Первый человек Нового времени, Данте перенес на восприятие светского искусства те требования, которые предъявлялись средневековыми богословами к толкованиям Священного Писания:

«…Надо знать, что писания могут быть поняты и должны с величайшим напряжением толковаться в четырех смыслах. Первый называется буквальным [и это тот смысл, который не простирается дальше буквального смысла вымышленных слов – таковы басни поэтов. Второй называется аллегорическим]; он таится под покровом этих басен и является истиной, скрытой под прекрасной ложью… ‹…›

Третий смысл называется моральным, и это тот смысл, который читатели должны внимательно отыскивать в писаниях на пользу себе и своим ученикам. ‹…›

Четвертый смысл называется анагогическим, то есть сверхсмыслом или духовным объяснением писания; он остается [истинным] также и в буквальном смысле и через вещи означенные выражает вещи наивысшие, причастные вечной славе… ‹…›

Объясняя все это, смысл буквальный всегда должен предшествовать остальным, ибо в нем заключены и все другие и без него невозможно и неразумно добиваться понимания иных смыслов, в особенности же аллегорического. ‹…› Поэтому невозможно достигнуть познания других значений, минуя познания буквального. ‹…›

А потому, если другие смыслы, кроме буквального, менее понятны, а они, как это вполне очевидно, менее понятны – было бы неразумным приступать к их обоснованию прежде, чем будет обоснован буквальный»[8].

Содержание набора данных =>
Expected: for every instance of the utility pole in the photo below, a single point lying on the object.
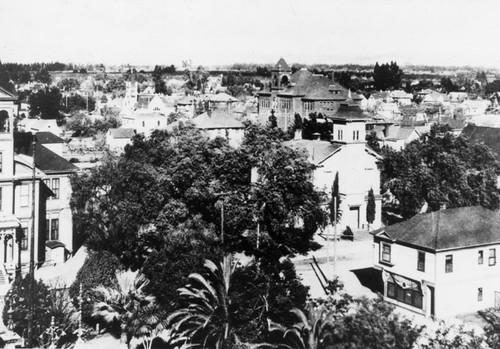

Условия задания =>
A. Какой смысл, согласно фрагменту о Данте и четырех смыслах писаний, всегда должен предшествовать остальным?
B. Напишите продолжение фрагмента о Данте и четырех смыслах писаний, начиная сразу после его последнего предложения.

Ответы к заданиям =>
A. Буквальный смысл.

B.
Рекомендации Данте я применил к реконструкции «Броненосца», в котором мы старались восстановить «буквальный уровень». И вдруг рассмотрел сквозь них эпизод на юте, о котором писал статью. Меня поразило, как точно и полно Дантово четырехуровневое толкование раскрыло смыслы композиции Эйзенштейна. Оно оказалось столь же эффективным при анализе примеров из каждого акта и фильма в целом. Оно же убедительно объясняло назначение и образность полифонической структуры «Ивана Грозного».

Совет «сурового Данта» помогал мне и в осознании строя и смысла хорошо знакомых нам, как мы полагали, пушкинских произведений. Знал ли Александр Сергеевич Дантов «Пир»? В любом случае тут решающую роль играли те же «единство духа, непрерывность внутренней традиции, единого органического развития» – на этот раз мировой культуры.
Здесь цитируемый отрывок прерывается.